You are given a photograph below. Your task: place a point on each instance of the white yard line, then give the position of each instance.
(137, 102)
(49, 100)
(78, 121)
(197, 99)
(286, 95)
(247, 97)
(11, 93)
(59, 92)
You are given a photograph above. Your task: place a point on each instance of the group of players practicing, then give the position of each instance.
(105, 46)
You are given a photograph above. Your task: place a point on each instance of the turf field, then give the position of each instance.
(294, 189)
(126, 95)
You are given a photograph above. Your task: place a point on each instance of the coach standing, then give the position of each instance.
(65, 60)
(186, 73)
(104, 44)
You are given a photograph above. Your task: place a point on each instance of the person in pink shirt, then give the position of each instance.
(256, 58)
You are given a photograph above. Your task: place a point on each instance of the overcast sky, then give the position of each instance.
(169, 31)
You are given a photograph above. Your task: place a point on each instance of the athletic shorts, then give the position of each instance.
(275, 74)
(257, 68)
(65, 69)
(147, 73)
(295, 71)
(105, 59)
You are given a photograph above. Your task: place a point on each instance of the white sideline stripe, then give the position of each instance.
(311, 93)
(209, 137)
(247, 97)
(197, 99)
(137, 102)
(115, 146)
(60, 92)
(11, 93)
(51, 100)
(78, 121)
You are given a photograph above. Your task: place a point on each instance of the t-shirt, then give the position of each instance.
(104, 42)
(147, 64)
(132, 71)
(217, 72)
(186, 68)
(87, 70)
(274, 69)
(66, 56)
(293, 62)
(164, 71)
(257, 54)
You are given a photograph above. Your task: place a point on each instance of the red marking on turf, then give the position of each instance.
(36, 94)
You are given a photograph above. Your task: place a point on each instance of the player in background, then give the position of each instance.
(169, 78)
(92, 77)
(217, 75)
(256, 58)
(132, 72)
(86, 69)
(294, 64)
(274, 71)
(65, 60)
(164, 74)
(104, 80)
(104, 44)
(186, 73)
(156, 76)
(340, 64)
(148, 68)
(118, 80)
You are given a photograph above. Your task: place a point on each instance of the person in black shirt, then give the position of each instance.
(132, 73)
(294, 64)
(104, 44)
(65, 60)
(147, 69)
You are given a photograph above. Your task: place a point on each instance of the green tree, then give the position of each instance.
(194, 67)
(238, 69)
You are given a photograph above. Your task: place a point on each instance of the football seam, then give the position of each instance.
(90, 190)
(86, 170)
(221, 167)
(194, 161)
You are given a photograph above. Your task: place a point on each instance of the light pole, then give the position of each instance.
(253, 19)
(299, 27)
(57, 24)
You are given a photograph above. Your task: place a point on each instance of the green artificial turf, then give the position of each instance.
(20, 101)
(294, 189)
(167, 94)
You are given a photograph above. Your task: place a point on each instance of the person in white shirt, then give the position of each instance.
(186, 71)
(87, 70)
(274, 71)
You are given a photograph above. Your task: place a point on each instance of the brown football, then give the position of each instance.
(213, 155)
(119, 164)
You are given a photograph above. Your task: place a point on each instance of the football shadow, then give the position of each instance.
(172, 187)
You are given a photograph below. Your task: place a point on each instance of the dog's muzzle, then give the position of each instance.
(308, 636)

-----

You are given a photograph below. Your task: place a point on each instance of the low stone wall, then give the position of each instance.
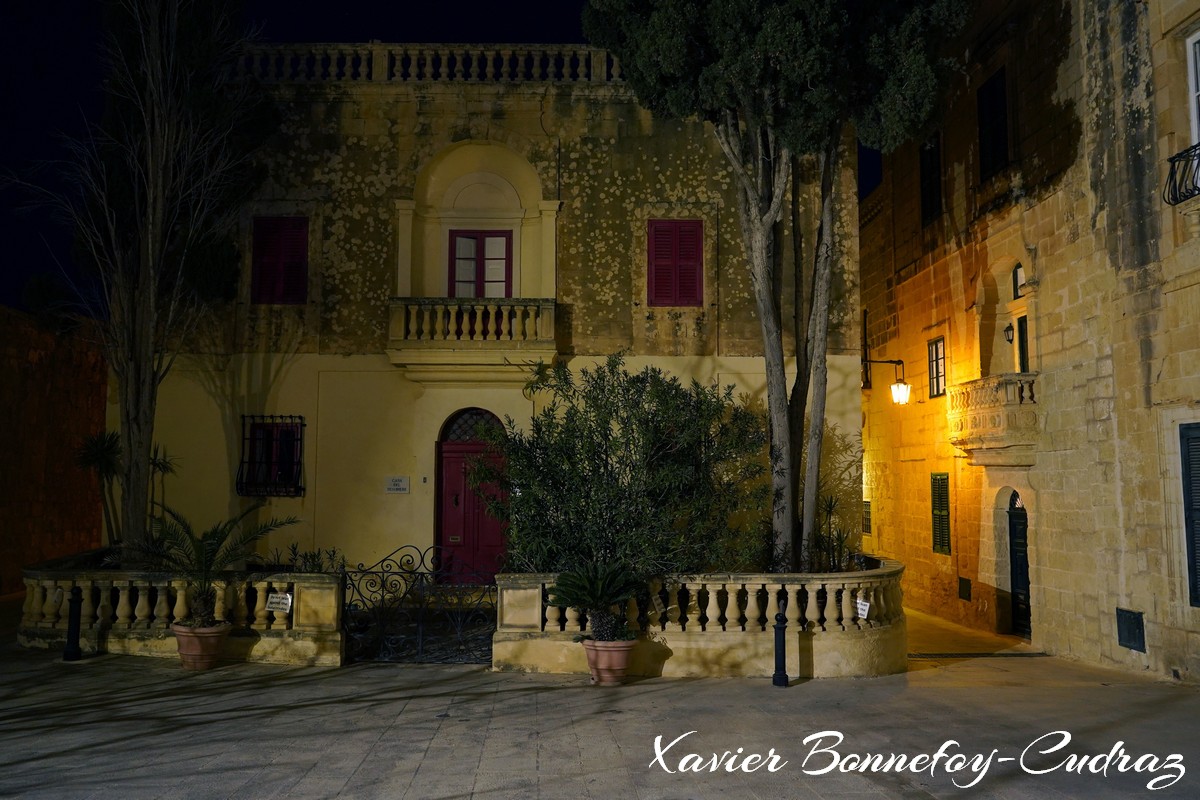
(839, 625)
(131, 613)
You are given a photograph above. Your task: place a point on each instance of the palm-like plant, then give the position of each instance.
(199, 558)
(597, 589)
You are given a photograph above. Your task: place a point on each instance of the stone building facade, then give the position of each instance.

-----

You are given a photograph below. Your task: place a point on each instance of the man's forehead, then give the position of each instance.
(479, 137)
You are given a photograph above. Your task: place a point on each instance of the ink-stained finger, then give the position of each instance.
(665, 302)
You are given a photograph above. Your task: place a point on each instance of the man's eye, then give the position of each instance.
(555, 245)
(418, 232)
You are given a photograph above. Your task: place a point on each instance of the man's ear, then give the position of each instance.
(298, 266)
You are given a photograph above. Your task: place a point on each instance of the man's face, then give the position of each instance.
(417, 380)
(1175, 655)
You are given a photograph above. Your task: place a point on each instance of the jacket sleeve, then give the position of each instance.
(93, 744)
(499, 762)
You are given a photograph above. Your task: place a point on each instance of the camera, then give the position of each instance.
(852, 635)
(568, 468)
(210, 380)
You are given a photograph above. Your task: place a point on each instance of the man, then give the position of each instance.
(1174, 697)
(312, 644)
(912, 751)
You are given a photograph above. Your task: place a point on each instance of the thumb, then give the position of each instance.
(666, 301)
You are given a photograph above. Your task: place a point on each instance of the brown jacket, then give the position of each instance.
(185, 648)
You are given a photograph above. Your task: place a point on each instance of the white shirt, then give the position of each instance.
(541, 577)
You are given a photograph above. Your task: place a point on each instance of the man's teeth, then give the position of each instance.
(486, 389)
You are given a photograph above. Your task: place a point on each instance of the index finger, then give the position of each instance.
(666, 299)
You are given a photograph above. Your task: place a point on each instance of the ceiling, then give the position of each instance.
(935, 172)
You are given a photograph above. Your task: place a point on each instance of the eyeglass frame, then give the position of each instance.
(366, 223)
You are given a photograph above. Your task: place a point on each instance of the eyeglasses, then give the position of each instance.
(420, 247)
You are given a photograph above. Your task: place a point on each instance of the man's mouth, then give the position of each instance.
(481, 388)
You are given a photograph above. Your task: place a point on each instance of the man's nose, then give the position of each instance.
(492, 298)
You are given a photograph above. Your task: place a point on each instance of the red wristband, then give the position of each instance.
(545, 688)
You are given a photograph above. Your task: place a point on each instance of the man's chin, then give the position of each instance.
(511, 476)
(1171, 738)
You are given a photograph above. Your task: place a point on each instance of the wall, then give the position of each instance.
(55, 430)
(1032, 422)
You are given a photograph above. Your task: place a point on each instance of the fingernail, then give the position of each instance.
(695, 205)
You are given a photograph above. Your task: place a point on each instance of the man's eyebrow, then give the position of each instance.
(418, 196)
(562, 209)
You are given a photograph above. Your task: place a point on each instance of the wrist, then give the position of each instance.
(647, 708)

-----

### WORK TO COMPLETE
Word for word, restate the lines of the listing above starting at the line with "plant, then give the position of each instance." and ending at the line with "facade, then give the position of each instance.", and nothing outside them.

### ANSWER FOR THE TASK
You are given a photograph above. Your task: place a point on each instance of the palm-like plant, then give the position of each instance.
(199, 558)
(597, 589)
You are given a photograph above. Your task: place a point on each instance of the stone building facade, then give the position of each instance.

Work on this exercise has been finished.